START Data to process

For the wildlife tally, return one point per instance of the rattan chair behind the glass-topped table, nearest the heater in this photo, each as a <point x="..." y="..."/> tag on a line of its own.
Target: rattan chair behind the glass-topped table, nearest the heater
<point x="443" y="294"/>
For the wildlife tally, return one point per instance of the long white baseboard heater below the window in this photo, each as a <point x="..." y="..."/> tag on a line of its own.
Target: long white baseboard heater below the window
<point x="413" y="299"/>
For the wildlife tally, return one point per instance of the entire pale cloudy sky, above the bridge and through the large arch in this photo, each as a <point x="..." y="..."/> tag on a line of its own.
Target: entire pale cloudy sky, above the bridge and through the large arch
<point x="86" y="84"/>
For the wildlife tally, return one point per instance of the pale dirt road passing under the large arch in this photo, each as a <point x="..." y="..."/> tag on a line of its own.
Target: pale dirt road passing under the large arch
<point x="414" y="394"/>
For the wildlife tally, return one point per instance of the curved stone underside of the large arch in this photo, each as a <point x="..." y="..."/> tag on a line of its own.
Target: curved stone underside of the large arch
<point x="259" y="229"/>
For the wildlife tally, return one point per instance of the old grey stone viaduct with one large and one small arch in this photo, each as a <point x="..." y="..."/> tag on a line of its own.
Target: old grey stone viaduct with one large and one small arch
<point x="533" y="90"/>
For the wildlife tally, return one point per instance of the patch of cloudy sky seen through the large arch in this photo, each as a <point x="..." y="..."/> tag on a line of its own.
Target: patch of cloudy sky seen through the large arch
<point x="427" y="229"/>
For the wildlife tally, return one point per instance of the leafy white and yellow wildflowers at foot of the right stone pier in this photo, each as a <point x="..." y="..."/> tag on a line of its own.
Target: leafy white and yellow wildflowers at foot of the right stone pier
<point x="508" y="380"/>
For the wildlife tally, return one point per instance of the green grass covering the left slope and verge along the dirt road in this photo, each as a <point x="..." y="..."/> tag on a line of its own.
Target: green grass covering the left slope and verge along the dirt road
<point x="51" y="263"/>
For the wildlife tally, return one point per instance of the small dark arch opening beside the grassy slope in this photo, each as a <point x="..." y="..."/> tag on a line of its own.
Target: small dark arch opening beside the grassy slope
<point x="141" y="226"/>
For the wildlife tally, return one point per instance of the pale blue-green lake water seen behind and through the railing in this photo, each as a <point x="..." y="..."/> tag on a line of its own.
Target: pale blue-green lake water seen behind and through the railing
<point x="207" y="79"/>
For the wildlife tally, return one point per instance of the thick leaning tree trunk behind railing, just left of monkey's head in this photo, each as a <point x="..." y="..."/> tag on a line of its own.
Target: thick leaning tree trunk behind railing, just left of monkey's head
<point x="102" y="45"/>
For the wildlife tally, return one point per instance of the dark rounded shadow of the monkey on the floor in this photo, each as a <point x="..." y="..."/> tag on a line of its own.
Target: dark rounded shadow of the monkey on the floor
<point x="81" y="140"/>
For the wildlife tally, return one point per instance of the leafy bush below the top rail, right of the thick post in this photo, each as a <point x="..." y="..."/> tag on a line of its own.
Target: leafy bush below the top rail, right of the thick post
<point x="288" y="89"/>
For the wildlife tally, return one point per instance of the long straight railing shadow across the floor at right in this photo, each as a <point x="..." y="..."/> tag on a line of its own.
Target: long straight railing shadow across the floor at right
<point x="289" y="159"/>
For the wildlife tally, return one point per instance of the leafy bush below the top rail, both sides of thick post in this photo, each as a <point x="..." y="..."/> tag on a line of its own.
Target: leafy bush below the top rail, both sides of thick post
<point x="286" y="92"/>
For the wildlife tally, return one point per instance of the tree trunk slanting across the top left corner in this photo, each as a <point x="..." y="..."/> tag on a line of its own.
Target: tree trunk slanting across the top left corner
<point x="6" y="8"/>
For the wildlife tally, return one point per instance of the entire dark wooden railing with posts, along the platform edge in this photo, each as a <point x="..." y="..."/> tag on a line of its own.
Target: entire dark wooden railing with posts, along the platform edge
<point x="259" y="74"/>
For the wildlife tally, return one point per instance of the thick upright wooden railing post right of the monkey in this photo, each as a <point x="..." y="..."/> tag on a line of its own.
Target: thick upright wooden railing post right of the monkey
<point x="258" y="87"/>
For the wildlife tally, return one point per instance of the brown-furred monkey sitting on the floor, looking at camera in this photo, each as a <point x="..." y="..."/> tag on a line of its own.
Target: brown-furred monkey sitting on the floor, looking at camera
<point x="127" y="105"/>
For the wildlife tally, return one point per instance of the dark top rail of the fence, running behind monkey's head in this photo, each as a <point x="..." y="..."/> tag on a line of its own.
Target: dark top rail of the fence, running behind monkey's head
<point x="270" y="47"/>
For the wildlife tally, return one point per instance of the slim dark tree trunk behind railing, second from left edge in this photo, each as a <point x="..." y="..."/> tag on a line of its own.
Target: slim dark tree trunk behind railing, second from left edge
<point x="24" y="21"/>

END Data to process

[Description of the task]
Give back each record exactly, from the first line through the last.

[Response below]
For the wildlife tally, return one point per instance of the rattan chair behind the glass-topped table, nearest the heater in this photo, each as a <point x="..." y="..."/> tag on a line of its own.
Target: rattan chair behind the glass-topped table, nearest the heater
<point x="443" y="294"/>
For the wildlife tally, return one point per instance of the long white baseboard heater below the window in this photo, each as a <point x="..." y="..."/> tag on a line of its own.
Target: long white baseboard heater below the window
<point x="413" y="299"/>
For the wildlife tally, return one point per instance of the entire pale cloudy sky, above the bridge and through the large arch in this photo, each as a <point x="..." y="..."/> tag on a line of its own.
Target: entire pale cloudy sky, above the bridge and through the large arch
<point x="86" y="84"/>
For the wildlife tally, return one point per instance of the pale dirt road passing under the large arch in this photo, each as a <point x="..." y="..."/> tag on a line of its own.
Target: pale dirt road passing under the large arch
<point x="414" y="394"/>
For the wildlife tally, return one point per instance of the curved stone underside of the large arch in this photo, each as a <point x="..." y="..."/> tag on a line of its own.
Target: curved stone underside of the large arch
<point x="259" y="229"/>
For the wildlife tally, return one point per instance of the old grey stone viaduct with one large and one small arch in this photo, each as a <point x="..." y="..."/> tag on a line of its own.
Target: old grey stone viaduct with one large and one small arch
<point x="533" y="90"/>
For the wildlife tally, return one point per instance of the patch of cloudy sky seen through the large arch in this photo, each as a <point x="..." y="..."/> tag on a line of its own.
Target: patch of cloudy sky seen through the large arch
<point x="427" y="229"/>
For the wildlife tally, return one point per instance of the leafy white and yellow wildflowers at foot of the right stone pier in this photo, each as a <point x="..." y="..."/> tag on a line of its own.
Target: leafy white and yellow wildflowers at foot of the right stone pier
<point x="508" y="380"/>
For the wildlife tally, return one point per instance of the green grass covering the left slope and verge along the dirt road in this photo, each as a <point x="..." y="..."/> tag on a line of its own.
Target: green grass covering the left slope and verge along the dirt road
<point x="51" y="263"/>
For the wildlife tally, return one point per instance of the small dark arch opening beside the grassy slope in this photo, each as a <point x="..." y="..."/> tag on a line of its own.
Target: small dark arch opening beside the grassy slope
<point x="141" y="226"/>
For the wildlife tally, return one point per instance of the pale blue-green lake water seen behind and through the railing in this photo, each as a <point x="..." y="..."/> tag on a line of its own.
Target: pale blue-green lake water seen behind and through the railing
<point x="207" y="79"/>
For the wildlife tally, return one point per instance of the thick leaning tree trunk behind railing, just left of monkey's head in this photo, each as a <point x="..." y="..."/> tag on a line of its own.
Target: thick leaning tree trunk behind railing, just left of monkey's head
<point x="102" y="45"/>
For the wildlife tally, return one point per instance of the dark rounded shadow of the monkey on the floor in this photo, each as a <point x="..." y="..."/> tag on a line of its own.
Target: dark rounded shadow of the monkey on the floor
<point x="81" y="140"/>
For the wildlife tally, return one point per instance of the leafy bush below the top rail, right of the thick post in this photo, each as a <point x="..." y="..."/> tag on a line of its own.
Target: leafy bush below the top rail, right of the thick post
<point x="288" y="89"/>
For the wildlife tally, return one point per instance of the long straight railing shadow across the floor at right in this photo, each as a <point x="..." y="..."/> tag on a line of its own.
Target: long straight railing shadow across the floor at right
<point x="289" y="159"/>
For the wildlife tally, return one point per instance of the leafy bush below the top rail, both sides of thick post in this photo, each as a <point x="..." y="..."/> tag on a line of its own.
Target: leafy bush below the top rail, both sides of thick post
<point x="286" y="92"/>
For the wildlife tally, return one point per instance of the tree trunk slanting across the top left corner in this photo, each as a <point x="..." y="..."/> tag on a line of its own.
Target: tree trunk slanting across the top left corner
<point x="6" y="8"/>
For the wildlife tally, return one point per instance of the entire dark wooden railing with posts, along the platform edge in this photo, each as a <point x="..." y="..."/> tag on a line of its own.
Target: entire dark wooden railing with posts, along the platform edge
<point x="259" y="74"/>
For the wildlife tally, return one point per instance of the thick upright wooden railing post right of the monkey in this photo, each as a <point x="..." y="..."/> tag on a line of its own.
Target: thick upright wooden railing post right of the monkey
<point x="258" y="87"/>
For the wildlife tally, return one point per instance of the brown-furred monkey sitting on the floor, looking at camera in this photo, each as a <point x="..." y="..."/> tag on a line of its own.
Target: brown-furred monkey sitting on the floor, looking at camera
<point x="127" y="105"/>
For the wildlife tally, return one point per instance of the dark top rail of the fence, running behind monkey's head in this photo, each as a <point x="..." y="..."/> tag on a line of its own.
Target: dark top rail of the fence, running behind monkey's head
<point x="270" y="47"/>
For the wildlife tally, return one point per instance of the slim dark tree trunk behind railing, second from left edge in this photo, each as a <point x="..." y="..."/> tag on a line of its own.
Target: slim dark tree trunk behind railing, second from left edge
<point x="24" y="21"/>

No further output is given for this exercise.